*Your goal*:
Beginning with the line that holds "Exercise. Mark the riverbank", set down each line of the data below through the very last, exactly as given, and nothing beyond that.

*Dataset entries*:
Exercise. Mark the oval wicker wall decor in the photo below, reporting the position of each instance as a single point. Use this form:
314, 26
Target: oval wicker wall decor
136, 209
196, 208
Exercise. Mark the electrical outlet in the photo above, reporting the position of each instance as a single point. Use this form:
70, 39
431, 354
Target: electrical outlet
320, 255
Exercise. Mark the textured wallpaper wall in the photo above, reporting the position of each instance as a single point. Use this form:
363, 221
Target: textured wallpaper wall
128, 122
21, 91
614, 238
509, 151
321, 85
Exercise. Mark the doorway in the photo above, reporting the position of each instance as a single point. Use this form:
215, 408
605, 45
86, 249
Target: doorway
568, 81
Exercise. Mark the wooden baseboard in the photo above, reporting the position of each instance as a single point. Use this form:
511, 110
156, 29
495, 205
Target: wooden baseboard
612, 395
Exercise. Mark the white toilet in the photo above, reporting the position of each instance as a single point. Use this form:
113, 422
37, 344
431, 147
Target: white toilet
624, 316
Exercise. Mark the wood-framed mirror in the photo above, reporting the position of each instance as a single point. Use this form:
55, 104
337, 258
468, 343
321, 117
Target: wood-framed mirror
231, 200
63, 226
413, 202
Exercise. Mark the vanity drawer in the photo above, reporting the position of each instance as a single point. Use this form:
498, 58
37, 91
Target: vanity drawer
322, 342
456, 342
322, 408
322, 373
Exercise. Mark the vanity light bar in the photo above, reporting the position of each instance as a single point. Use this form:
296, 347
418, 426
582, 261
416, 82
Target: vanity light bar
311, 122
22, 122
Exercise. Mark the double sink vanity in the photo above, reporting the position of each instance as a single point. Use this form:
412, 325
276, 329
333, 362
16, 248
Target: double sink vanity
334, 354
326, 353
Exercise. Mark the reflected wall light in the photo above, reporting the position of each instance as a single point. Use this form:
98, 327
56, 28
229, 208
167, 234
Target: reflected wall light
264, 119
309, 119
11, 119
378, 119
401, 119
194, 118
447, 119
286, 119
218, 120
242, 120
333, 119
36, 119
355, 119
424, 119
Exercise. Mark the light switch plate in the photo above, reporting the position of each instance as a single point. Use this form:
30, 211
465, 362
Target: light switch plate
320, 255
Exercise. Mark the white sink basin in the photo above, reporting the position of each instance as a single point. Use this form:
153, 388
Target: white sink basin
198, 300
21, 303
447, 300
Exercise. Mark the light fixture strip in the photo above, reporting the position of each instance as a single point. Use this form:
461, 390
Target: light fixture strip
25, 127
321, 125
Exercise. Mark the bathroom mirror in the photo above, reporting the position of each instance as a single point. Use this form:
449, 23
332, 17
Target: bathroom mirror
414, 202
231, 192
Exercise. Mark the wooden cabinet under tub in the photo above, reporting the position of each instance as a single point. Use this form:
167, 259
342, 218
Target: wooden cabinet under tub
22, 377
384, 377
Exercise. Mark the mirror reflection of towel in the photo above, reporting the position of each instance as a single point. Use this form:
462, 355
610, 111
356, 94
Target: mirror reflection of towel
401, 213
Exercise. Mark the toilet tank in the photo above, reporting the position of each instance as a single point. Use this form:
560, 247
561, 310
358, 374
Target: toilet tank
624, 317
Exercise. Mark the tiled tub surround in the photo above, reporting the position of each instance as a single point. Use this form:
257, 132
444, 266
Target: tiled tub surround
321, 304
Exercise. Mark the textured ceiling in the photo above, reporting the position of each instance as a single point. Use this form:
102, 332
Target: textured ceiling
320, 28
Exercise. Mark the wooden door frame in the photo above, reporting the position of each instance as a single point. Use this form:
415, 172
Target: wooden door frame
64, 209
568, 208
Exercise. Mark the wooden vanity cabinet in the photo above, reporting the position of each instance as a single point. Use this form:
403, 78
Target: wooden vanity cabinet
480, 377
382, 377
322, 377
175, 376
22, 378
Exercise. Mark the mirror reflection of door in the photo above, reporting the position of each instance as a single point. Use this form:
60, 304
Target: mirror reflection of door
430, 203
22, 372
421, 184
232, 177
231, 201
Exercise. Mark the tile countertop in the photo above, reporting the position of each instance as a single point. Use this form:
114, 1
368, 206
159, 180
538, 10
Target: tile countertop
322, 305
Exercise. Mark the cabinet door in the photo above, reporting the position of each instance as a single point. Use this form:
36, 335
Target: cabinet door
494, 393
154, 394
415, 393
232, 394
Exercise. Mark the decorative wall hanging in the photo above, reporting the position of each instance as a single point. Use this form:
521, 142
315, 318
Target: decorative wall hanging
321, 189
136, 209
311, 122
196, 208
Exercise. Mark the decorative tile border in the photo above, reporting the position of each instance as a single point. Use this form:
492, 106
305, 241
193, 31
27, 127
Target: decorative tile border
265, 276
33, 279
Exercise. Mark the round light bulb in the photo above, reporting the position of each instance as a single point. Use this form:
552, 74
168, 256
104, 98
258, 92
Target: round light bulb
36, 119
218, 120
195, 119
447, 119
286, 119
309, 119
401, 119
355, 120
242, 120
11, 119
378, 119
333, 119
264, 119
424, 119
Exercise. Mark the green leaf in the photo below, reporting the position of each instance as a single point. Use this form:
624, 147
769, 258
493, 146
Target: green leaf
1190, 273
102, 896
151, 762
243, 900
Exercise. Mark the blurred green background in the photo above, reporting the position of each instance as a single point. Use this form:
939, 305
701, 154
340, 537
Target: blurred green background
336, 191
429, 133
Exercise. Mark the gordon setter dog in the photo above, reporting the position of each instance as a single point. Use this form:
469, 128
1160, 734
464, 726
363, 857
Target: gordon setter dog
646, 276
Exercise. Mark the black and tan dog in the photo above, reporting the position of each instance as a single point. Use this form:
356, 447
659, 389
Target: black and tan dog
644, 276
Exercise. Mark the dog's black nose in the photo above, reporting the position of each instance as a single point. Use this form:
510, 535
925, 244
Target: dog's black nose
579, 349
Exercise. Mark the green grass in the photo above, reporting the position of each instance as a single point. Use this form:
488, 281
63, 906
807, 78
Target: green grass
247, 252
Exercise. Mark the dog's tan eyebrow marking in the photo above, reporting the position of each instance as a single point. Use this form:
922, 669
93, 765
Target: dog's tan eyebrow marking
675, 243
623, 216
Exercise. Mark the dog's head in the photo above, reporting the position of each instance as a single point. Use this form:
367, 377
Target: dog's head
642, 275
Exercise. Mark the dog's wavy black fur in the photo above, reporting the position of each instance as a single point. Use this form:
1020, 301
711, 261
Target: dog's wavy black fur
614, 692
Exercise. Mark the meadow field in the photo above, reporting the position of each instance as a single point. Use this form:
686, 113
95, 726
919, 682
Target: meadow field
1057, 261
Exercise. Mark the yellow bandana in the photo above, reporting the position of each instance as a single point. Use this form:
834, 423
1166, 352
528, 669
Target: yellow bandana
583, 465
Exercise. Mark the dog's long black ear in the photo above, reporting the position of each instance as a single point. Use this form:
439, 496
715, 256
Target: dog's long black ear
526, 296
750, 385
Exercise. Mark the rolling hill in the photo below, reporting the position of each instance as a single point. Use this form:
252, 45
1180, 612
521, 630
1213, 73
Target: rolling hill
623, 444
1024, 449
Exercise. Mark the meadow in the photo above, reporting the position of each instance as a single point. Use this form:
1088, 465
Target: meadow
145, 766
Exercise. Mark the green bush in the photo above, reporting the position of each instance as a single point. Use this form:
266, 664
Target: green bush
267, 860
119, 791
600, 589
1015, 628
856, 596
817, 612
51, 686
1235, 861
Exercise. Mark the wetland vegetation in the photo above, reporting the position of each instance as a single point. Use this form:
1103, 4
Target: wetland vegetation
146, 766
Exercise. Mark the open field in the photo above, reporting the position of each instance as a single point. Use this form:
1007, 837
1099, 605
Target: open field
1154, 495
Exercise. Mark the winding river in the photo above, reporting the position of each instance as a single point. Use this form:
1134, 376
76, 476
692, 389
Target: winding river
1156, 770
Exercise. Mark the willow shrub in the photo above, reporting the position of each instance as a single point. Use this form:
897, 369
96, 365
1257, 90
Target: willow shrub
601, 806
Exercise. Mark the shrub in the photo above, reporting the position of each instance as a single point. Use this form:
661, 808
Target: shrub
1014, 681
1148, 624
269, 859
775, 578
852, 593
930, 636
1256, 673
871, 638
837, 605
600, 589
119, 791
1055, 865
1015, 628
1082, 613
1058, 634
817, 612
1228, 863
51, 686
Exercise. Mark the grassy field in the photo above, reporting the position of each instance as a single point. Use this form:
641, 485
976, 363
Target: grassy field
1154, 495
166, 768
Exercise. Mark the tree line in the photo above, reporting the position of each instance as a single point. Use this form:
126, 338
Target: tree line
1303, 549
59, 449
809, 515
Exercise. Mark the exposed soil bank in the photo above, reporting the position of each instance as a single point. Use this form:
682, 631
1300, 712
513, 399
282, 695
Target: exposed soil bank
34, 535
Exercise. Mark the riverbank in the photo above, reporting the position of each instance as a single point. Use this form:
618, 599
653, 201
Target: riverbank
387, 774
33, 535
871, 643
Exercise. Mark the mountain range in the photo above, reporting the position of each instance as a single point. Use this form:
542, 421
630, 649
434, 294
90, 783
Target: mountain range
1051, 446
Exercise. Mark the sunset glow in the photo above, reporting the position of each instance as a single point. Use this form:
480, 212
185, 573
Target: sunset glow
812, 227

*Task response*:
Exercise. Mark the riverbank in the photo above, reporting the position of each instance as a single point. Use this form:
618, 599
653, 201
Target: riverbank
387, 774
33, 535
871, 643
Exercise. Mark the mountain range in the photo above, reporting the position of each instance as a single point. Use this form:
542, 421
630, 649
434, 294
90, 783
Target: mountain range
1051, 446
Exercise. Mark the sunset glow in the photo above, reporting the position of each instance as a single point. Use this form:
480, 212
185, 573
Target: sunset glow
812, 227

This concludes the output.